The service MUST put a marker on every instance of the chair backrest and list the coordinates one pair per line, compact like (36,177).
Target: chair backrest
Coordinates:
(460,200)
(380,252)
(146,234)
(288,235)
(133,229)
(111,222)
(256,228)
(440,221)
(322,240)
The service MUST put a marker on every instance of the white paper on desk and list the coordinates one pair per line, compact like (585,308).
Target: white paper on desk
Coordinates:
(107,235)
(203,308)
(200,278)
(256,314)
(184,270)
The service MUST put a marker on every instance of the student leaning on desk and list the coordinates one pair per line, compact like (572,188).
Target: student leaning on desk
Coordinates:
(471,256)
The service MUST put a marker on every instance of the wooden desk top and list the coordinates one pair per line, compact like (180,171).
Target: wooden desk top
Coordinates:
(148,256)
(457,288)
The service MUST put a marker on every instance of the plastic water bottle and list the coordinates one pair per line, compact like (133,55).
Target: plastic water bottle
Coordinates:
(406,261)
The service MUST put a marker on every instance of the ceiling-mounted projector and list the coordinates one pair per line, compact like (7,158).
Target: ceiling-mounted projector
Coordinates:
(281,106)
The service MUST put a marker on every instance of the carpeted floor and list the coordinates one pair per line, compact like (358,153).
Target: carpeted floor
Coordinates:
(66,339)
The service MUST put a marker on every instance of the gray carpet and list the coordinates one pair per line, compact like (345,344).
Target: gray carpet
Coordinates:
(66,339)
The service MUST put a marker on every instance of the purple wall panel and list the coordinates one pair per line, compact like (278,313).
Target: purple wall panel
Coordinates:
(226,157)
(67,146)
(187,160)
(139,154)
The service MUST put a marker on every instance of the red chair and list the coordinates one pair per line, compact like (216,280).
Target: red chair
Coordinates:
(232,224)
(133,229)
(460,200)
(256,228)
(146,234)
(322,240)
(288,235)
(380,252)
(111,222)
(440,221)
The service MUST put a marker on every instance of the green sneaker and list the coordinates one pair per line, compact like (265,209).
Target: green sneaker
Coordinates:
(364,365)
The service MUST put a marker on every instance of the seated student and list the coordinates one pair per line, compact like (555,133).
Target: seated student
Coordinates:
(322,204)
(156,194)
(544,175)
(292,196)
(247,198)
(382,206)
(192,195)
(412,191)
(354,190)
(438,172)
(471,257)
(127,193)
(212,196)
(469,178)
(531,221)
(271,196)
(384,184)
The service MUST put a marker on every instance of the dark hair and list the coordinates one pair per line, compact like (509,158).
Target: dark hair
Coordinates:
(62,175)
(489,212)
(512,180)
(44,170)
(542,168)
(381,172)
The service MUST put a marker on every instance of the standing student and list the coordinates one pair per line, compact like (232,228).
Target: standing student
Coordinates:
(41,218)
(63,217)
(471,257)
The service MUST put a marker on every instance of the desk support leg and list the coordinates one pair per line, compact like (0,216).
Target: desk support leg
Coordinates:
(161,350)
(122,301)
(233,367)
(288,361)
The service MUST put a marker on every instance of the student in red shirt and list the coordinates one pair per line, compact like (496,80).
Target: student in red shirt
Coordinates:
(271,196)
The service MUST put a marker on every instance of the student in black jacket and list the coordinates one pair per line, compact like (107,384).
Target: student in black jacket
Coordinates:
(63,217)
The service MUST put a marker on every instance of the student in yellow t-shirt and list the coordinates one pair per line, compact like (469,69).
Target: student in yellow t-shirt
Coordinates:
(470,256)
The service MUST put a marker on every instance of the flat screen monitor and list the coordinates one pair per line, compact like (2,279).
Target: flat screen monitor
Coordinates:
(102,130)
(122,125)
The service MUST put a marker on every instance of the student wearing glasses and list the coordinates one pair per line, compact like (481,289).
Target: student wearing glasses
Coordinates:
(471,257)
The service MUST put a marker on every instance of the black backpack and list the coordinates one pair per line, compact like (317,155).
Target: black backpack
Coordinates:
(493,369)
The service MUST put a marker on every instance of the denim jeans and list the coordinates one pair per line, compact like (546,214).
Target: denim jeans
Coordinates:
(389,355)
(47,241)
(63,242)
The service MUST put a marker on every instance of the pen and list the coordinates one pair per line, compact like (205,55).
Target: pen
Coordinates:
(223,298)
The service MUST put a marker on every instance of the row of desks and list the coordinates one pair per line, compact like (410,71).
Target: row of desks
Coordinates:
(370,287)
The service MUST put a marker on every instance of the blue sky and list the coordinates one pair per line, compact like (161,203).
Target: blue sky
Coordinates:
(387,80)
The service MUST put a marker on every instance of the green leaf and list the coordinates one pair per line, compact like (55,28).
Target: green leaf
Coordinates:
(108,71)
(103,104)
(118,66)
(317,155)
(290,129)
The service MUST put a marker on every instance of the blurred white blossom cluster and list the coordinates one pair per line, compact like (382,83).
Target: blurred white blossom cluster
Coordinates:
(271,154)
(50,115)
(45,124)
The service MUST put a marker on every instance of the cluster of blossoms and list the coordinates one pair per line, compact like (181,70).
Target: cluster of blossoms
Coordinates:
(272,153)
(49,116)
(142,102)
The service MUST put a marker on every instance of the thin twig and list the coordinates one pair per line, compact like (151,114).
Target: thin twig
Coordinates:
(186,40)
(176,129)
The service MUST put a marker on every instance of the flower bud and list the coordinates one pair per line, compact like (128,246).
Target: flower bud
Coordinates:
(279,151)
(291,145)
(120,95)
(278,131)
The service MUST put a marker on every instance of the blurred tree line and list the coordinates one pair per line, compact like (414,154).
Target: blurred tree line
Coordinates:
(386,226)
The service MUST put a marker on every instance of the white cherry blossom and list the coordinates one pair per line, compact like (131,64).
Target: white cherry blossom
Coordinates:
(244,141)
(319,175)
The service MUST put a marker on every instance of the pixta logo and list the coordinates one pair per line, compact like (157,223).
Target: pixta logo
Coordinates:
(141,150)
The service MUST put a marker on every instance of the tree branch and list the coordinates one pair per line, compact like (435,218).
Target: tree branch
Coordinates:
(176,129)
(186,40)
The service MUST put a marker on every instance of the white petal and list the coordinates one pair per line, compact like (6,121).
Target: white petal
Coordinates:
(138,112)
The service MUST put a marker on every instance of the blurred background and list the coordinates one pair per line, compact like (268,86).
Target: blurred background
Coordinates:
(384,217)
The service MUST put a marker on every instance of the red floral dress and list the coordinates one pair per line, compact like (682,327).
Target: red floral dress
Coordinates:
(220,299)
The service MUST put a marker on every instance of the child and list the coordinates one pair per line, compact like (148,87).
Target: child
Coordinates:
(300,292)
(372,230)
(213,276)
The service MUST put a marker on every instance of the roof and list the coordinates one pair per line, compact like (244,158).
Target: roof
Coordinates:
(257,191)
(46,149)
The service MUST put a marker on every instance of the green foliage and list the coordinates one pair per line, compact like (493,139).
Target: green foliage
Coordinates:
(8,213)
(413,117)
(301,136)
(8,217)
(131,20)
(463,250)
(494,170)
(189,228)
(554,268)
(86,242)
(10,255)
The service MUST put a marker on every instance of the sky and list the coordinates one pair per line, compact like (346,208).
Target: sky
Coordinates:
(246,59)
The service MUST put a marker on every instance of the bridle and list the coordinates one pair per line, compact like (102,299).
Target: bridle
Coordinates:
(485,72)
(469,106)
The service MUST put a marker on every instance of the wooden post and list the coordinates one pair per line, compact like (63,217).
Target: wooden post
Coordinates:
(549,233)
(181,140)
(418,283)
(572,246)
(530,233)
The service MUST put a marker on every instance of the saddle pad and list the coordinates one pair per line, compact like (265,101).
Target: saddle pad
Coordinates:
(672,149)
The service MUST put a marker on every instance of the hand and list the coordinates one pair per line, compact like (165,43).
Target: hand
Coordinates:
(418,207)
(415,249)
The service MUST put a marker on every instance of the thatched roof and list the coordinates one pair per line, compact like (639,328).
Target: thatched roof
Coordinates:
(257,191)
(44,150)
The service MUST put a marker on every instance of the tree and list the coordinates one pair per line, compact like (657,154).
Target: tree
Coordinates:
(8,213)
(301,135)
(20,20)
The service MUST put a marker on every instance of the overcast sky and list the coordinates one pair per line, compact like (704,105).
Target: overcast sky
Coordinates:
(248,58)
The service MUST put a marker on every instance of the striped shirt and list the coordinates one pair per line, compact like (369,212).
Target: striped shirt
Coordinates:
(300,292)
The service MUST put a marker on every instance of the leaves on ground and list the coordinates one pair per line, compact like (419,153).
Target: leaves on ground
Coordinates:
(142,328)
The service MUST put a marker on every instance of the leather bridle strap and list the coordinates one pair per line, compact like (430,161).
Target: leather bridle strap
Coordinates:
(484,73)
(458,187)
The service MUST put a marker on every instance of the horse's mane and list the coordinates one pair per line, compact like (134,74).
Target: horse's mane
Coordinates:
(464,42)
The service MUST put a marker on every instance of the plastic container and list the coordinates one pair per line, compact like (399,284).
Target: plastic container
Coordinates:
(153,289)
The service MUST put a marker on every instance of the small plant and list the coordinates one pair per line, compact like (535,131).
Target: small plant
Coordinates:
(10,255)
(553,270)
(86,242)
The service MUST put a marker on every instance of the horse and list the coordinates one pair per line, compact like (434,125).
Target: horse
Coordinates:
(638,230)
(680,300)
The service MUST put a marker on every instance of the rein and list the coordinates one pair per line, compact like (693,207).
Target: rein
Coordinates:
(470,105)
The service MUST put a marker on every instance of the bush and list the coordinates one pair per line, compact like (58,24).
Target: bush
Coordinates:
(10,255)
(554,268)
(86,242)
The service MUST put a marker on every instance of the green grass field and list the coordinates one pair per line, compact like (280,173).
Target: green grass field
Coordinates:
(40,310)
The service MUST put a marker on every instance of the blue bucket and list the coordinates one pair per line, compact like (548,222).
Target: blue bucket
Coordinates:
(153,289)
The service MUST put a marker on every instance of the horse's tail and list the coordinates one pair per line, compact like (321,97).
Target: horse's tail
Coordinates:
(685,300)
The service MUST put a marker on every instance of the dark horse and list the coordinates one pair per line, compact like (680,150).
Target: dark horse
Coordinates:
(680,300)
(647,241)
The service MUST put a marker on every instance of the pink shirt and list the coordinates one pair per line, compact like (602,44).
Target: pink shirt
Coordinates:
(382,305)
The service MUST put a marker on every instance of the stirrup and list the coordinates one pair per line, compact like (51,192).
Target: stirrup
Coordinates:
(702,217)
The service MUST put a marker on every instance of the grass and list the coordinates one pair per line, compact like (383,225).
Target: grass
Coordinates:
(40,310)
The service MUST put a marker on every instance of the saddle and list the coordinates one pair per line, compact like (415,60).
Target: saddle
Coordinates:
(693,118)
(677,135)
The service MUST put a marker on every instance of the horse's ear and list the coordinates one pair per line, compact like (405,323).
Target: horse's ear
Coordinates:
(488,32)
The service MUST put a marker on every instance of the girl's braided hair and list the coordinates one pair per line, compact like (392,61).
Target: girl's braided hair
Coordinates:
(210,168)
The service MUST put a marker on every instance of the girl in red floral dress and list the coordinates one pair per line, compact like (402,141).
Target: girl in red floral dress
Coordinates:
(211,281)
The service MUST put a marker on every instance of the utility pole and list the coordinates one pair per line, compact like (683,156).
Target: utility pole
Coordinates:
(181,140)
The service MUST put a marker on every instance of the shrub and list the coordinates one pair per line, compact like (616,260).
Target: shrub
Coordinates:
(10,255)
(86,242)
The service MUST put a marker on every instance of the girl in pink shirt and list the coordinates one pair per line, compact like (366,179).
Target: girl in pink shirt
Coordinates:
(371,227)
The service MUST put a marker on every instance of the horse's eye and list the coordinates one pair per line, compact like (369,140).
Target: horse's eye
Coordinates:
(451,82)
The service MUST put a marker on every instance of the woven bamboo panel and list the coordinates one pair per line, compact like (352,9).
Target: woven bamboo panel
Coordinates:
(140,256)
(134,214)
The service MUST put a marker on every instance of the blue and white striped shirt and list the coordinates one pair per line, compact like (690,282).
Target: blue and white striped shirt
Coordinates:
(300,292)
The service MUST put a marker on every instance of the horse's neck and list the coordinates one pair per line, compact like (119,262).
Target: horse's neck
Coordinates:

=-=-=

- _What needs to be done_: Proceeding from the line containing "Target: horse's mane" through the line containing "compact like (415,60).", transcribe the lines above exactly, both end lines included.

- _Answer_:
Target: horse's mane
Coordinates:
(464,42)
The service MUST put a marker on every instance of the plastic container and list the coordinates one pair per line, compact like (399,284).
Target: plastic container
Coordinates:
(153,289)
The service MUST put a marker on every instance of the small plant and list the coordinates one pair per line, compact like (535,131).
Target: small plant
Coordinates:
(10,255)
(553,270)
(86,242)
The service MUST put a marker on every instance of the horse and list the coordinates one pair per line, compact like (434,125).
Target: horse
Coordinates:
(638,230)
(680,300)
The service MUST put a marker on every instance of the rein and list the coordinates one pair per line, compact like (693,207).
Target: rein
Coordinates:
(470,105)
The service MUST put a marker on every instance of the bush and list the coordinates one pair per line, compact like (58,24).
Target: bush
Coordinates:
(10,255)
(554,268)
(86,242)
The service MUST put a marker on every instance of the green grass field and list the coordinates one pair per line, compact like (280,173).
Target: green grass field
Coordinates:
(40,310)
The service MUST put a marker on every instance of the blue bucket and list the coordinates one pair per line, compact like (548,222).
Target: blue bucket
Coordinates:
(153,289)
The service MUST put a marker on every instance of the horse's tail and list the coordinates one pair per line, compact like (321,97).
Target: horse's tail
Coordinates:
(685,300)
The service MUST put a marker on every instance of the dark horse and list the coordinates one pair per line, compact like (680,150).
Target: dark horse
Coordinates:
(680,300)
(647,241)
The service MUST put a marker on every instance of the pink shirt and list the coordinates one pair per line, compact like (602,44).
Target: pink shirt
Coordinates:
(382,305)
The service MUST put a marker on every instance of the stirrup and list the coordinates one pair per line, compact like (51,192).
Target: stirrup
Coordinates:
(702,217)
The service MUST put a marker on every instance of the grass and list the coordinates one pair per line, compact like (383,225).
Target: grass
Coordinates:
(40,310)
The service MUST put a marker on every instance of the saddle and list the coordinates one pair per line, compact like (415,60).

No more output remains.